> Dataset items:
╔══

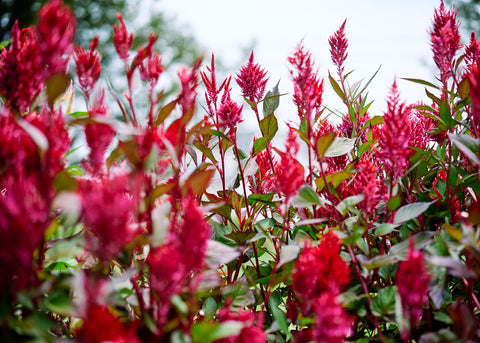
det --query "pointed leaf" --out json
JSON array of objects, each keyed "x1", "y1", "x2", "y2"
[
  {"x1": 325, "y1": 137, "x2": 356, "y2": 157},
  {"x1": 316, "y1": 131, "x2": 335, "y2": 158},
  {"x1": 393, "y1": 201, "x2": 435, "y2": 224}
]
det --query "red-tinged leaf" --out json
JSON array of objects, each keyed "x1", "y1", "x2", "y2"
[
  {"x1": 194, "y1": 141, "x2": 217, "y2": 164},
  {"x1": 425, "y1": 88, "x2": 442, "y2": 106},
  {"x1": 402, "y1": 77, "x2": 439, "y2": 89},
  {"x1": 458, "y1": 77, "x2": 470, "y2": 100},
  {"x1": 329, "y1": 72, "x2": 346, "y2": 101},
  {"x1": 151, "y1": 180, "x2": 177, "y2": 201},
  {"x1": 185, "y1": 167, "x2": 215, "y2": 196},
  {"x1": 316, "y1": 131, "x2": 335, "y2": 158},
  {"x1": 46, "y1": 73, "x2": 71, "y2": 105},
  {"x1": 364, "y1": 115, "x2": 384, "y2": 127},
  {"x1": 262, "y1": 81, "x2": 281, "y2": 116},
  {"x1": 154, "y1": 100, "x2": 177, "y2": 126},
  {"x1": 259, "y1": 113, "x2": 278, "y2": 138}
]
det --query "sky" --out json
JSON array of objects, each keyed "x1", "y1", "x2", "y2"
[{"x1": 155, "y1": 0, "x2": 446, "y2": 143}]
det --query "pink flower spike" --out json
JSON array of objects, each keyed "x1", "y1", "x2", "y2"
[
  {"x1": 113, "y1": 13, "x2": 133, "y2": 61},
  {"x1": 217, "y1": 87, "x2": 243, "y2": 132},
  {"x1": 468, "y1": 65, "x2": 480, "y2": 138},
  {"x1": 329, "y1": 19, "x2": 348, "y2": 75},
  {"x1": 236, "y1": 51, "x2": 269, "y2": 104},
  {"x1": 74, "y1": 36, "x2": 102, "y2": 95},
  {"x1": 313, "y1": 291, "x2": 352, "y2": 343},
  {"x1": 177, "y1": 57, "x2": 203, "y2": 115},
  {"x1": 429, "y1": 0, "x2": 461, "y2": 84},
  {"x1": 464, "y1": 32, "x2": 480, "y2": 70}
]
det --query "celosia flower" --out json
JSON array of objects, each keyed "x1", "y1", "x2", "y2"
[
  {"x1": 235, "y1": 51, "x2": 268, "y2": 104},
  {"x1": 217, "y1": 85, "x2": 244, "y2": 134},
  {"x1": 468, "y1": 65, "x2": 480, "y2": 138},
  {"x1": 36, "y1": 0, "x2": 76, "y2": 75},
  {"x1": 74, "y1": 36, "x2": 102, "y2": 95},
  {"x1": 80, "y1": 174, "x2": 139, "y2": 263},
  {"x1": 201, "y1": 54, "x2": 227, "y2": 119},
  {"x1": 113, "y1": 13, "x2": 133, "y2": 61},
  {"x1": 177, "y1": 57, "x2": 202, "y2": 115},
  {"x1": 0, "y1": 22, "x2": 43, "y2": 112},
  {"x1": 276, "y1": 127, "x2": 304, "y2": 201},
  {"x1": 464, "y1": 32, "x2": 480, "y2": 70},
  {"x1": 396, "y1": 239, "x2": 431, "y2": 341},
  {"x1": 408, "y1": 109, "x2": 433, "y2": 156},
  {"x1": 215, "y1": 305, "x2": 266, "y2": 343},
  {"x1": 377, "y1": 81, "x2": 411, "y2": 182},
  {"x1": 249, "y1": 143, "x2": 277, "y2": 194},
  {"x1": 288, "y1": 43, "x2": 324, "y2": 122},
  {"x1": 77, "y1": 304, "x2": 140, "y2": 343},
  {"x1": 84, "y1": 94, "x2": 115, "y2": 174},
  {"x1": 313, "y1": 291, "x2": 352, "y2": 343},
  {"x1": 136, "y1": 34, "x2": 164, "y2": 86},
  {"x1": 430, "y1": 0, "x2": 461, "y2": 85},
  {"x1": 329, "y1": 19, "x2": 348, "y2": 75},
  {"x1": 292, "y1": 231, "x2": 351, "y2": 311}
]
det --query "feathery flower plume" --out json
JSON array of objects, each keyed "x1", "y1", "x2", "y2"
[
  {"x1": 288, "y1": 43, "x2": 324, "y2": 122},
  {"x1": 136, "y1": 34, "x2": 164, "y2": 86},
  {"x1": 236, "y1": 51, "x2": 269, "y2": 104},
  {"x1": 468, "y1": 65, "x2": 480, "y2": 138},
  {"x1": 216, "y1": 305, "x2": 266, "y2": 343},
  {"x1": 36, "y1": 0, "x2": 76, "y2": 75},
  {"x1": 249, "y1": 143, "x2": 277, "y2": 194},
  {"x1": 275, "y1": 127, "x2": 304, "y2": 202},
  {"x1": 292, "y1": 231, "x2": 351, "y2": 311},
  {"x1": 378, "y1": 81, "x2": 411, "y2": 183},
  {"x1": 74, "y1": 36, "x2": 102, "y2": 95},
  {"x1": 0, "y1": 23, "x2": 43, "y2": 112},
  {"x1": 329, "y1": 19, "x2": 348, "y2": 75},
  {"x1": 177, "y1": 57, "x2": 202, "y2": 115},
  {"x1": 396, "y1": 239, "x2": 431, "y2": 341},
  {"x1": 217, "y1": 83, "x2": 244, "y2": 135},
  {"x1": 464, "y1": 32, "x2": 480, "y2": 70},
  {"x1": 430, "y1": 0, "x2": 461, "y2": 85},
  {"x1": 113, "y1": 13, "x2": 133, "y2": 61},
  {"x1": 313, "y1": 291, "x2": 352, "y2": 343}
]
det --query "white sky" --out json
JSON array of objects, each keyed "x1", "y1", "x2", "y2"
[{"x1": 155, "y1": 0, "x2": 452, "y2": 144}]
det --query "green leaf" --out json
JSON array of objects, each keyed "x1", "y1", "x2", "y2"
[
  {"x1": 324, "y1": 137, "x2": 355, "y2": 157},
  {"x1": 278, "y1": 244, "x2": 300, "y2": 268},
  {"x1": 262, "y1": 81, "x2": 280, "y2": 116},
  {"x1": 448, "y1": 133, "x2": 480, "y2": 165},
  {"x1": 203, "y1": 297, "x2": 217, "y2": 318},
  {"x1": 259, "y1": 113, "x2": 278, "y2": 138},
  {"x1": 361, "y1": 254, "x2": 399, "y2": 270},
  {"x1": 269, "y1": 292, "x2": 289, "y2": 335},
  {"x1": 155, "y1": 100, "x2": 177, "y2": 126},
  {"x1": 191, "y1": 321, "x2": 243, "y2": 343},
  {"x1": 253, "y1": 136, "x2": 271, "y2": 155},
  {"x1": 393, "y1": 201, "x2": 435, "y2": 224},
  {"x1": 46, "y1": 72, "x2": 71, "y2": 105},
  {"x1": 329, "y1": 72, "x2": 346, "y2": 101},
  {"x1": 67, "y1": 111, "x2": 88, "y2": 118},
  {"x1": 17, "y1": 119, "x2": 49, "y2": 157},
  {"x1": 389, "y1": 232, "x2": 435, "y2": 255},
  {"x1": 387, "y1": 194, "x2": 402, "y2": 212},
  {"x1": 373, "y1": 223, "x2": 399, "y2": 237},
  {"x1": 371, "y1": 286, "x2": 397, "y2": 317},
  {"x1": 205, "y1": 240, "x2": 240, "y2": 268},
  {"x1": 402, "y1": 77, "x2": 439, "y2": 89},
  {"x1": 298, "y1": 185, "x2": 321, "y2": 204},
  {"x1": 316, "y1": 131, "x2": 335, "y2": 158},
  {"x1": 364, "y1": 115, "x2": 384, "y2": 127},
  {"x1": 248, "y1": 193, "x2": 275, "y2": 206},
  {"x1": 336, "y1": 194, "x2": 364, "y2": 216}
]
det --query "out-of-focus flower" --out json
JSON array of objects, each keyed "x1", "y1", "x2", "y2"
[
  {"x1": 338, "y1": 111, "x2": 370, "y2": 141},
  {"x1": 377, "y1": 81, "x2": 411, "y2": 182},
  {"x1": 276, "y1": 127, "x2": 304, "y2": 202},
  {"x1": 288, "y1": 43, "x2": 323, "y2": 122},
  {"x1": 313, "y1": 291, "x2": 352, "y2": 343},
  {"x1": 136, "y1": 34, "x2": 164, "y2": 86},
  {"x1": 0, "y1": 23, "x2": 43, "y2": 113},
  {"x1": 408, "y1": 108, "x2": 433, "y2": 155},
  {"x1": 292, "y1": 231, "x2": 351, "y2": 311},
  {"x1": 77, "y1": 304, "x2": 140, "y2": 343},
  {"x1": 430, "y1": 0, "x2": 461, "y2": 85},
  {"x1": 464, "y1": 32, "x2": 480, "y2": 70},
  {"x1": 36, "y1": 0, "x2": 76, "y2": 75},
  {"x1": 178, "y1": 57, "x2": 202, "y2": 115},
  {"x1": 468, "y1": 65, "x2": 480, "y2": 138},
  {"x1": 236, "y1": 51, "x2": 268, "y2": 104},
  {"x1": 80, "y1": 174, "x2": 139, "y2": 263},
  {"x1": 215, "y1": 306, "x2": 266, "y2": 343},
  {"x1": 329, "y1": 19, "x2": 348, "y2": 75},
  {"x1": 249, "y1": 143, "x2": 277, "y2": 194},
  {"x1": 74, "y1": 36, "x2": 102, "y2": 95},
  {"x1": 113, "y1": 13, "x2": 133, "y2": 61},
  {"x1": 396, "y1": 239, "x2": 432, "y2": 341}
]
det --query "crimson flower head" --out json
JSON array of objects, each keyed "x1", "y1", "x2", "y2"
[
  {"x1": 396, "y1": 238, "x2": 432, "y2": 341},
  {"x1": 465, "y1": 32, "x2": 480, "y2": 71},
  {"x1": 292, "y1": 231, "x2": 351, "y2": 311},
  {"x1": 288, "y1": 43, "x2": 324, "y2": 122},
  {"x1": 329, "y1": 19, "x2": 348, "y2": 75},
  {"x1": 468, "y1": 65, "x2": 480, "y2": 137},
  {"x1": 235, "y1": 51, "x2": 269, "y2": 104},
  {"x1": 313, "y1": 291, "x2": 352, "y2": 343},
  {"x1": 215, "y1": 306, "x2": 266, "y2": 343},
  {"x1": 37, "y1": 0, "x2": 76, "y2": 75},
  {"x1": 113, "y1": 13, "x2": 133, "y2": 61},
  {"x1": 177, "y1": 57, "x2": 202, "y2": 115},
  {"x1": 74, "y1": 36, "x2": 102, "y2": 95},
  {"x1": 378, "y1": 81, "x2": 411, "y2": 182},
  {"x1": 217, "y1": 87, "x2": 244, "y2": 133},
  {"x1": 430, "y1": 0, "x2": 461, "y2": 84},
  {"x1": 136, "y1": 34, "x2": 164, "y2": 86}
]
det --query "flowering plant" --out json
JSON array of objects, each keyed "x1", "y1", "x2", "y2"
[{"x1": 1, "y1": 1, "x2": 480, "y2": 342}]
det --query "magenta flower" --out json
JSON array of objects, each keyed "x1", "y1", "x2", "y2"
[
  {"x1": 329, "y1": 19, "x2": 348, "y2": 75},
  {"x1": 430, "y1": 0, "x2": 461, "y2": 85},
  {"x1": 74, "y1": 36, "x2": 102, "y2": 95},
  {"x1": 249, "y1": 143, "x2": 277, "y2": 194},
  {"x1": 177, "y1": 58, "x2": 202, "y2": 115},
  {"x1": 347, "y1": 157, "x2": 382, "y2": 217},
  {"x1": 215, "y1": 306, "x2": 266, "y2": 343},
  {"x1": 80, "y1": 174, "x2": 139, "y2": 263},
  {"x1": 288, "y1": 43, "x2": 324, "y2": 122},
  {"x1": 235, "y1": 51, "x2": 269, "y2": 104},
  {"x1": 136, "y1": 34, "x2": 165, "y2": 86},
  {"x1": 468, "y1": 65, "x2": 480, "y2": 137},
  {"x1": 36, "y1": 0, "x2": 76, "y2": 75},
  {"x1": 113, "y1": 13, "x2": 133, "y2": 61},
  {"x1": 217, "y1": 89, "x2": 244, "y2": 133},
  {"x1": 0, "y1": 23, "x2": 43, "y2": 113},
  {"x1": 313, "y1": 291, "x2": 352, "y2": 343},
  {"x1": 396, "y1": 239, "x2": 432, "y2": 341},
  {"x1": 378, "y1": 81, "x2": 411, "y2": 183},
  {"x1": 464, "y1": 32, "x2": 480, "y2": 70}
]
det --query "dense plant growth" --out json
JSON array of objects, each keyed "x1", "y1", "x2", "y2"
[{"x1": 1, "y1": 0, "x2": 480, "y2": 342}]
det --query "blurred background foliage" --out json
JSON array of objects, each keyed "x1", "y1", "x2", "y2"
[{"x1": 448, "y1": 0, "x2": 480, "y2": 34}]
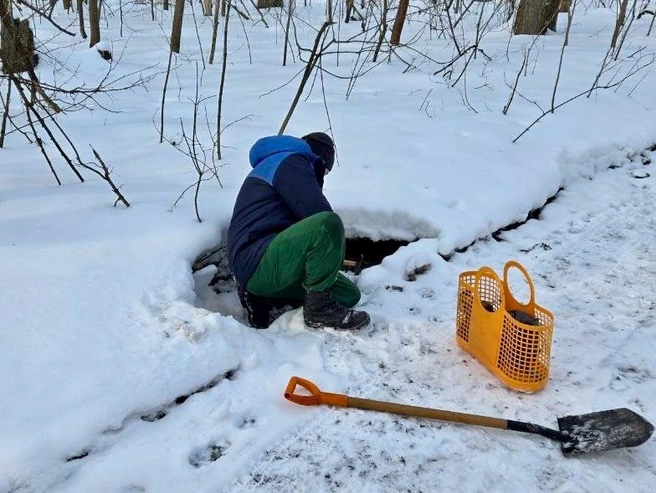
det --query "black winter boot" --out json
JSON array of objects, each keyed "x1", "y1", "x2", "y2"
[
  {"x1": 238, "y1": 286, "x2": 304, "y2": 329},
  {"x1": 238, "y1": 289, "x2": 272, "y2": 329},
  {"x1": 303, "y1": 290, "x2": 370, "y2": 330}
]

╚══

> Task item: Using the data above, copy each line that contains "leaf".

> Result:
det --query "pointed leaf" --out json
det --query "red-tinged leaf" --out json
det --query "green leaf" --out json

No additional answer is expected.